-- Task instructions --
Copy the lines below verbatim, but only from the line containing "Guideline: for every instance of the man" through the end of the data.

BEGIN Information shown

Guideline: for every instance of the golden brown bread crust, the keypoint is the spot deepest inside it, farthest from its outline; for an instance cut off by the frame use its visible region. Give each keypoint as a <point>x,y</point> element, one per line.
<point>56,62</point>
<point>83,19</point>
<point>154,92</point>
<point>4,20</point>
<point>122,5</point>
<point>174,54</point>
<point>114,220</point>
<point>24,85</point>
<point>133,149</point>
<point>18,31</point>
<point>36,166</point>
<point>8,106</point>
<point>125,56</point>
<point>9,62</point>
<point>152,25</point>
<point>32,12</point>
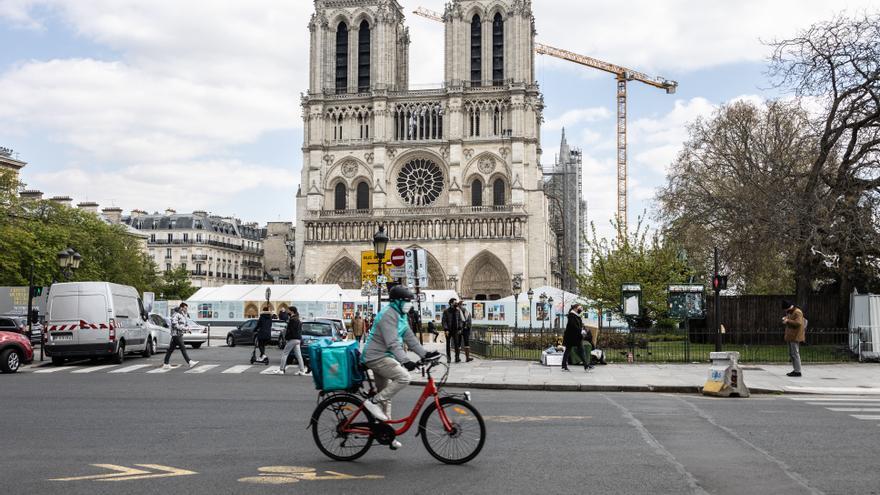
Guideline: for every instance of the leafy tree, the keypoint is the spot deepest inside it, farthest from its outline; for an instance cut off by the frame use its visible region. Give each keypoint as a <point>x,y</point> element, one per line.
<point>641,258</point>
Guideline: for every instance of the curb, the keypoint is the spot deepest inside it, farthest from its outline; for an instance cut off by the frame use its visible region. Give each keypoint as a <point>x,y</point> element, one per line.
<point>548,387</point>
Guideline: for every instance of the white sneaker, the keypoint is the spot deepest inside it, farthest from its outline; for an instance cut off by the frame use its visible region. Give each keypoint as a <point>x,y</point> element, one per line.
<point>375,410</point>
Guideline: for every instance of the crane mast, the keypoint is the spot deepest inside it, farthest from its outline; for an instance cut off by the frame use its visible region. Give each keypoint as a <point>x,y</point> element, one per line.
<point>623,76</point>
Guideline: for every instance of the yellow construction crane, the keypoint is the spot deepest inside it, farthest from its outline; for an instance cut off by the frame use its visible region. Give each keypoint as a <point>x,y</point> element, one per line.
<point>623,76</point>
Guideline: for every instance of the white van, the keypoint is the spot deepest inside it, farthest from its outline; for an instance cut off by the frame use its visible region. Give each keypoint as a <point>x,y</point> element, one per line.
<point>95,319</point>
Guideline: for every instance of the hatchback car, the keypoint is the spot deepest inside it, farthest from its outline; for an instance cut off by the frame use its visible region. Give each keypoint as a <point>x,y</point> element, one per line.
<point>15,351</point>
<point>244,333</point>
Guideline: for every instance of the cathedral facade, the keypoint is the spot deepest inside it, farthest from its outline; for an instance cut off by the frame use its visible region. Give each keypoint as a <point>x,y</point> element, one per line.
<point>454,170</point>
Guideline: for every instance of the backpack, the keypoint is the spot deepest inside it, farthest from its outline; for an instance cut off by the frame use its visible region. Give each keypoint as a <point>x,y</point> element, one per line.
<point>336,366</point>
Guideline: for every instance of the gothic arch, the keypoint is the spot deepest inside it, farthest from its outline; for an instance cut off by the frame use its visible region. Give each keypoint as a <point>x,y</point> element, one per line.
<point>485,276</point>
<point>436,274</point>
<point>344,272</point>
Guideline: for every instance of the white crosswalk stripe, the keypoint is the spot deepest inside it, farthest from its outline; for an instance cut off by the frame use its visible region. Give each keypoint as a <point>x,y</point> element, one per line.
<point>129,369</point>
<point>93,369</point>
<point>240,368</point>
<point>202,368</point>
<point>846,404</point>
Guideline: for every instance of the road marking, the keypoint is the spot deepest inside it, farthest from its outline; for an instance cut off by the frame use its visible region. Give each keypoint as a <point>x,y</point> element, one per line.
<point>165,370</point>
<point>95,368</point>
<point>129,369</point>
<point>123,473</point>
<point>58,368</point>
<point>239,368</point>
<point>270,370</point>
<point>202,368</point>
<point>280,475</point>
<point>528,419</point>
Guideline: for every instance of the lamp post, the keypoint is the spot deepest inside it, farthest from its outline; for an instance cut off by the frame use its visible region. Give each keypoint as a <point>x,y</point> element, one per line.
<point>380,242</point>
<point>543,299</point>
<point>531,294</point>
<point>517,288</point>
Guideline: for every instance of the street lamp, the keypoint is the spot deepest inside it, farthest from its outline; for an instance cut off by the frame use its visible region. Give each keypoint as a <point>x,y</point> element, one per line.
<point>531,294</point>
<point>517,288</point>
<point>543,299</point>
<point>380,242</point>
<point>68,260</point>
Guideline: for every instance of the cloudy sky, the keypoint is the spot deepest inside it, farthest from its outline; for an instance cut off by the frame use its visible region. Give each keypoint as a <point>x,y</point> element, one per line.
<point>195,105</point>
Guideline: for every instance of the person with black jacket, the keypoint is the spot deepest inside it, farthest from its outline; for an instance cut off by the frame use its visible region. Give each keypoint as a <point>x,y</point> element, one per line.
<point>293,337</point>
<point>263,333</point>
<point>573,339</point>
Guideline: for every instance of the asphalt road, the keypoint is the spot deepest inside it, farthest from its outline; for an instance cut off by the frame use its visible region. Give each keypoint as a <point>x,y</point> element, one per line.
<point>246,433</point>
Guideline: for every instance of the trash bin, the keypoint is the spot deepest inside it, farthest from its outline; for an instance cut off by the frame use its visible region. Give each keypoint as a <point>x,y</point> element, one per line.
<point>725,376</point>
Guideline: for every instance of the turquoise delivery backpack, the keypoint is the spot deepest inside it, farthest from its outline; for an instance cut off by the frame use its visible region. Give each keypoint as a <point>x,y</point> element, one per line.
<point>336,366</point>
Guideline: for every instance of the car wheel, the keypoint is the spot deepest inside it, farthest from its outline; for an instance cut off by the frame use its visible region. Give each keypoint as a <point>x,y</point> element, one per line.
<point>10,361</point>
<point>119,357</point>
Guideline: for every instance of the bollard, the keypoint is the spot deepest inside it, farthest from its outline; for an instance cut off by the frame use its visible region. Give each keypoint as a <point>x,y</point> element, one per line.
<point>725,376</point>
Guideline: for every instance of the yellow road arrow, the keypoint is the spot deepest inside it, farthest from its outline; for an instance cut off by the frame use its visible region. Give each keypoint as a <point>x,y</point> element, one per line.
<point>129,474</point>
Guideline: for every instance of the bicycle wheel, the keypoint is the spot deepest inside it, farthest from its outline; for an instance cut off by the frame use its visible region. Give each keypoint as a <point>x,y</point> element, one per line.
<point>327,419</point>
<point>465,440</point>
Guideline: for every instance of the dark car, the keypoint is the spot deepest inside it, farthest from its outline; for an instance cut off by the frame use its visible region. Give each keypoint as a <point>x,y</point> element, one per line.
<point>314,330</point>
<point>244,333</point>
<point>18,324</point>
<point>15,350</point>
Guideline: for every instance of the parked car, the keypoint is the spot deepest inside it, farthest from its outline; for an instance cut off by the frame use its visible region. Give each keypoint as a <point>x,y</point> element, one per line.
<point>95,319</point>
<point>18,324</point>
<point>15,350</point>
<point>244,333</point>
<point>160,331</point>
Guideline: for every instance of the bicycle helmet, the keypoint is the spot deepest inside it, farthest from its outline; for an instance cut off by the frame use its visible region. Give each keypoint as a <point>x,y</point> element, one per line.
<point>399,292</point>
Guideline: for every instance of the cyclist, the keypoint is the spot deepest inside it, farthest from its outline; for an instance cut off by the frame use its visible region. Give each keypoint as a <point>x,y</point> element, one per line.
<point>384,353</point>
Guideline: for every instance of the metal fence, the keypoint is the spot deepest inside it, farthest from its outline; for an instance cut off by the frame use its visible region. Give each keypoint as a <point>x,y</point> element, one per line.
<point>823,345</point>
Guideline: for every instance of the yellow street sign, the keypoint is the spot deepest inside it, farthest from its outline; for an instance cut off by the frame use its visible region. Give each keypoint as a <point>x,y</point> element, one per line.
<point>123,473</point>
<point>280,475</point>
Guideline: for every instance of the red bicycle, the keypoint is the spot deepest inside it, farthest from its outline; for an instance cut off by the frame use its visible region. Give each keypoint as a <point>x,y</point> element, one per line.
<point>452,429</point>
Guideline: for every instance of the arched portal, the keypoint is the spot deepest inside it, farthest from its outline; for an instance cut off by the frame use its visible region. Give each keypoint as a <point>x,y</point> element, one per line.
<point>485,277</point>
<point>344,272</point>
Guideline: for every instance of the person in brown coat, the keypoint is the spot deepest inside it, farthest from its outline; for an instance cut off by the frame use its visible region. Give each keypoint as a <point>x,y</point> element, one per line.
<point>795,333</point>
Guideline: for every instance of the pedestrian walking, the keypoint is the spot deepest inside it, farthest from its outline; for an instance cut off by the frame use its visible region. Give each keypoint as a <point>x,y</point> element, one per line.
<point>573,338</point>
<point>263,334</point>
<point>466,322</point>
<point>432,329</point>
<point>357,327</point>
<point>293,337</point>
<point>451,323</point>
<point>795,334</point>
<point>178,324</point>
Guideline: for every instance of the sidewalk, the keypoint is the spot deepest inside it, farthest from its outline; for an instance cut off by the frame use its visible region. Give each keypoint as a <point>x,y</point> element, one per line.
<point>849,379</point>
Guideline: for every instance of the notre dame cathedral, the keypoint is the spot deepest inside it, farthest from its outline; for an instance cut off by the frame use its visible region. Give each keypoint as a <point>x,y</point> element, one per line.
<point>454,170</point>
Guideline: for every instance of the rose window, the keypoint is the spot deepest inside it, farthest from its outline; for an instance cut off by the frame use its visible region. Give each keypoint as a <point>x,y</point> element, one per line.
<point>420,182</point>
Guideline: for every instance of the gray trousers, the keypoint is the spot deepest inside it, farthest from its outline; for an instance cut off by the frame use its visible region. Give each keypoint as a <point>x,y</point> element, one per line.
<point>292,345</point>
<point>794,350</point>
<point>391,377</point>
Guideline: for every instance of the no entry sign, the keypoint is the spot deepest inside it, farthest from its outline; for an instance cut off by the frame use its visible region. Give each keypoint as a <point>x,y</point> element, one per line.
<point>398,257</point>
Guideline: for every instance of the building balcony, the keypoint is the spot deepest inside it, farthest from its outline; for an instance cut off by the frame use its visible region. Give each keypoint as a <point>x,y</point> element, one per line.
<point>417,224</point>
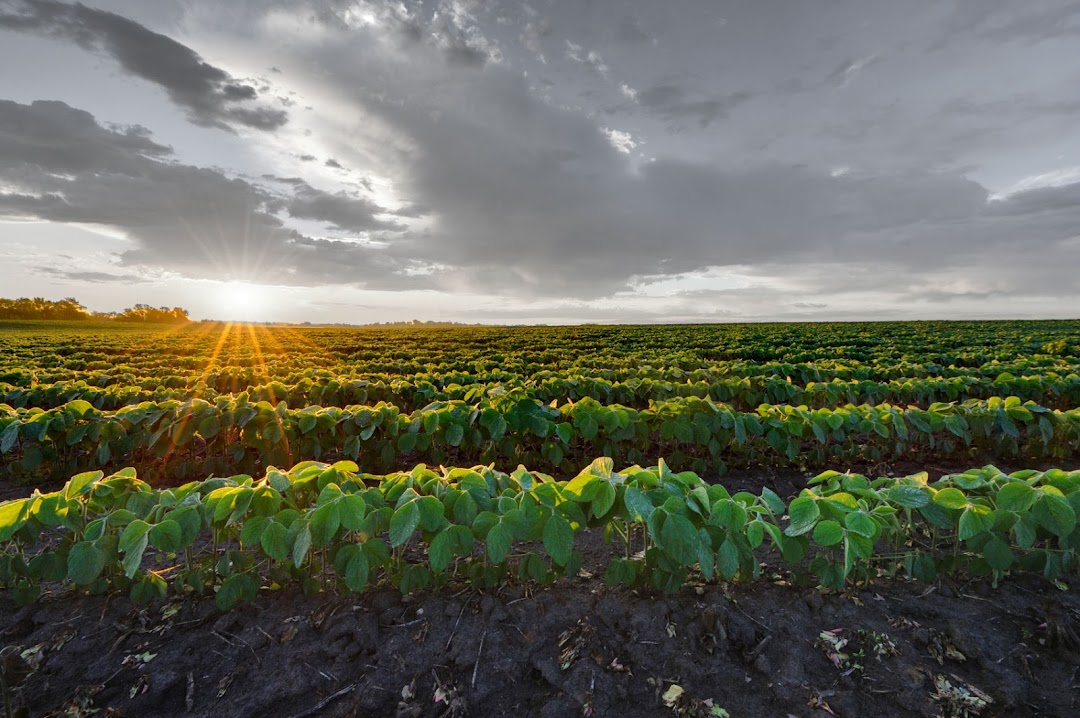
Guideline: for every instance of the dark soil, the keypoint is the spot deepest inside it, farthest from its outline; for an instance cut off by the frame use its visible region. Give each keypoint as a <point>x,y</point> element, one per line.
<point>576,649</point>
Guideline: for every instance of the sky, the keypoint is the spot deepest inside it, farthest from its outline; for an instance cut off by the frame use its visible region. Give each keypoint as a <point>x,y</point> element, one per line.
<point>622,161</point>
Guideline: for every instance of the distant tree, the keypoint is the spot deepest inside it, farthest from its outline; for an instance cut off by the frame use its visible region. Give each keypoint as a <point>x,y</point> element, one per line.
<point>42,309</point>
<point>148,313</point>
<point>69,309</point>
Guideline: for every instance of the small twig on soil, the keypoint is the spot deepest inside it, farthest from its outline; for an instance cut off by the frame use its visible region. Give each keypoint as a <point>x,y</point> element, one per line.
<point>760,647</point>
<point>478,651</point>
<point>736,606</point>
<point>325,675</point>
<point>456,623</point>
<point>403,625</point>
<point>326,701</point>
<point>189,695</point>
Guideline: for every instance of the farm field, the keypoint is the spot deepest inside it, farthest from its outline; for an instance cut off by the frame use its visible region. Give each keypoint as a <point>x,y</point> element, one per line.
<point>688,520</point>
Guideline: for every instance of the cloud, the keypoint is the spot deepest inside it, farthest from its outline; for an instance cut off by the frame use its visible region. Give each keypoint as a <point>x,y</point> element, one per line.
<point>591,57</point>
<point>621,140</point>
<point>95,278</point>
<point>58,164</point>
<point>210,95</point>
<point>671,103</point>
<point>343,212</point>
<point>512,194</point>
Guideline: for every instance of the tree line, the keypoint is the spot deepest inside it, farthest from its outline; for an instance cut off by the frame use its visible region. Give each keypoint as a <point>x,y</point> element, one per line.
<point>69,309</point>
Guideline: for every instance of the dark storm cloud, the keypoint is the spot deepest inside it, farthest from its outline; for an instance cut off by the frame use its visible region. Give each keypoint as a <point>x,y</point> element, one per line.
<point>672,103</point>
<point>345,212</point>
<point>66,167</point>
<point>211,96</point>
<point>854,178</point>
<point>95,278</point>
<point>56,137</point>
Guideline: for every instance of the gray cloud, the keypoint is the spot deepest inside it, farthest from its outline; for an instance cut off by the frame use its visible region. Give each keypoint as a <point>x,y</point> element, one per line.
<point>211,96</point>
<point>346,213</point>
<point>672,103</point>
<point>95,278</point>
<point>836,188</point>
<point>198,221</point>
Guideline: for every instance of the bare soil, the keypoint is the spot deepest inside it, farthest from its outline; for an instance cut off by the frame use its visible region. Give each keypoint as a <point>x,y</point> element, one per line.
<point>952,649</point>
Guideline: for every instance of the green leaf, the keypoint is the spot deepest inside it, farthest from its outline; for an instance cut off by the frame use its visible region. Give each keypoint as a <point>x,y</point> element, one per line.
<point>274,541</point>
<point>908,497</point>
<point>582,488</point>
<point>802,513</point>
<point>464,509</point>
<point>403,523</point>
<point>974,520</point>
<point>950,498</point>
<point>351,447</point>
<point>679,539</point>
<point>1016,497</point>
<point>638,504</point>
<point>356,571</point>
<point>827,533</point>
<point>499,540</point>
<point>558,539</point>
<point>81,484</point>
<point>9,436</point>
<point>604,500</point>
<point>727,559</point>
<point>133,533</point>
<point>301,544</point>
<point>352,509</point>
<point>861,524</point>
<point>455,433</point>
<point>441,551</point>
<point>166,536</point>
<point>150,586</point>
<point>431,513</point>
<point>325,522</point>
<point>13,516</point>
<point>133,555</point>
<point>774,503</point>
<point>1054,514</point>
<point>85,563</point>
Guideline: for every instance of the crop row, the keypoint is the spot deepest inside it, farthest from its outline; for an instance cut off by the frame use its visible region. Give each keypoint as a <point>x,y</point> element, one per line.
<point>235,434</point>
<point>1051,390</point>
<point>233,375</point>
<point>328,527</point>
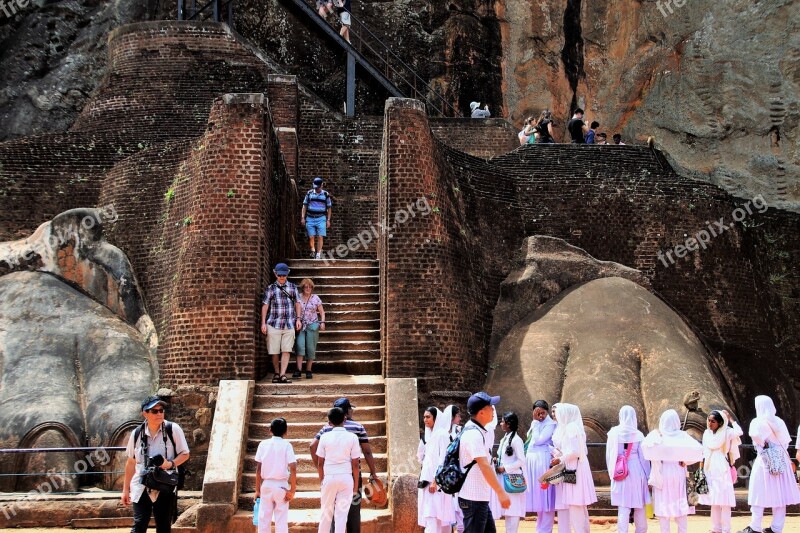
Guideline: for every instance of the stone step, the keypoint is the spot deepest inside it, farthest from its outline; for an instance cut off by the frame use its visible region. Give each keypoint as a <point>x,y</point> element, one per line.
<point>329,384</point>
<point>307,520</point>
<point>333,281</point>
<point>334,334</point>
<point>307,430</point>
<point>299,413</point>
<point>304,463</point>
<point>369,367</point>
<point>366,297</point>
<point>315,400</point>
<point>377,444</point>
<point>307,480</point>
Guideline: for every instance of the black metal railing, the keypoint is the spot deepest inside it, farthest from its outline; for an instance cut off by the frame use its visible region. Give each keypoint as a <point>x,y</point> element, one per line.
<point>216,10</point>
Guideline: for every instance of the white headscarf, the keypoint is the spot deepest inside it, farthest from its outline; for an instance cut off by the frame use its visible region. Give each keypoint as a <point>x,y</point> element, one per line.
<point>768,426</point>
<point>626,431</point>
<point>669,443</point>
<point>570,425</point>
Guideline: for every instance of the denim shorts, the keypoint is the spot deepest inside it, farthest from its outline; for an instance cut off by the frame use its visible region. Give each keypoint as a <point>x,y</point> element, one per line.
<point>316,226</point>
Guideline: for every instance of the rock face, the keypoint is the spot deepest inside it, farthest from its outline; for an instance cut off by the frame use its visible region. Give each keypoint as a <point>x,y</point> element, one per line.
<point>601,345</point>
<point>62,358</point>
<point>717,84</point>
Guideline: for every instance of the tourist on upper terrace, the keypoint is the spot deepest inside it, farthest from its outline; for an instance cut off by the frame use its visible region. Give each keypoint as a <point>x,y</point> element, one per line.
<point>537,458</point>
<point>544,128</point>
<point>276,478</point>
<point>510,460</point>
<point>577,127</point>
<point>526,134</point>
<point>669,450</point>
<point>155,443</point>
<point>772,482</point>
<point>592,131</point>
<point>477,438</point>
<point>479,111</point>
<point>325,8</point>
<point>337,459</point>
<point>720,450</point>
<point>437,509</point>
<point>629,490</point>
<point>316,216</point>
<point>344,14</point>
<point>572,499</point>
<point>280,318</point>
<point>313,318</point>
<point>354,514</point>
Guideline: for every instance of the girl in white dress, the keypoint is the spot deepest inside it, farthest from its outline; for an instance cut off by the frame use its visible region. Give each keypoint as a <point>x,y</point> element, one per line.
<point>765,489</point>
<point>572,499</point>
<point>720,450</point>
<point>511,459</point>
<point>537,461</point>
<point>429,417</point>
<point>630,493</point>
<point>670,450</point>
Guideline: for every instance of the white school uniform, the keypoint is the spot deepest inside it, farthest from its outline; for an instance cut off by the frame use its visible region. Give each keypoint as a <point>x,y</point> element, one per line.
<point>274,457</point>
<point>338,447</point>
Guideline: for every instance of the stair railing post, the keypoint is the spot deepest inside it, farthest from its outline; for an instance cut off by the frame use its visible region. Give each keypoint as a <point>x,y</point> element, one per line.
<point>351,85</point>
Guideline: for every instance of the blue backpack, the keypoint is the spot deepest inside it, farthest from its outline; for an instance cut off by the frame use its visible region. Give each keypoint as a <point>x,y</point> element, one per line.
<point>449,475</point>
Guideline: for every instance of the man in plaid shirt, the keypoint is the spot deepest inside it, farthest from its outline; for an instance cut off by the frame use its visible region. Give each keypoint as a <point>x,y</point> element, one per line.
<point>280,317</point>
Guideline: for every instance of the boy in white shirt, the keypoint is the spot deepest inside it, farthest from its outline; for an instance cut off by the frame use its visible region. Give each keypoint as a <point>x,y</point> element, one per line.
<point>276,467</point>
<point>339,452</point>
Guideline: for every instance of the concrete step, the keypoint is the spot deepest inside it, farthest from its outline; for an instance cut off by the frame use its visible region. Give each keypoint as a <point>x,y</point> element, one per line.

END Information shown

-- Your response --
Guideline: for every instance of the man in plaid shirt, the keypoint is the spot deepest inside it, farthest from its outline; for an instance cut off by the frame use its visible region. Give each keypoint as a <point>x,y</point> element, one per line.
<point>280,317</point>
Guideline: for every instance of the boy in white shirt, the keypoint is the spot deepest inside it, farthest from its outline; for an instance cut off by the frame use its visible region. Give each keypoint as a <point>x,y</point> element, one per line.
<point>276,467</point>
<point>339,452</point>
Guideline: for every instance of the concrete step, the keypoint is the spot deepest inside it, farthest from its outline; for an instance cut off by the frame use its visible region. Give each keypoint as a <point>x,y</point> element, one per line.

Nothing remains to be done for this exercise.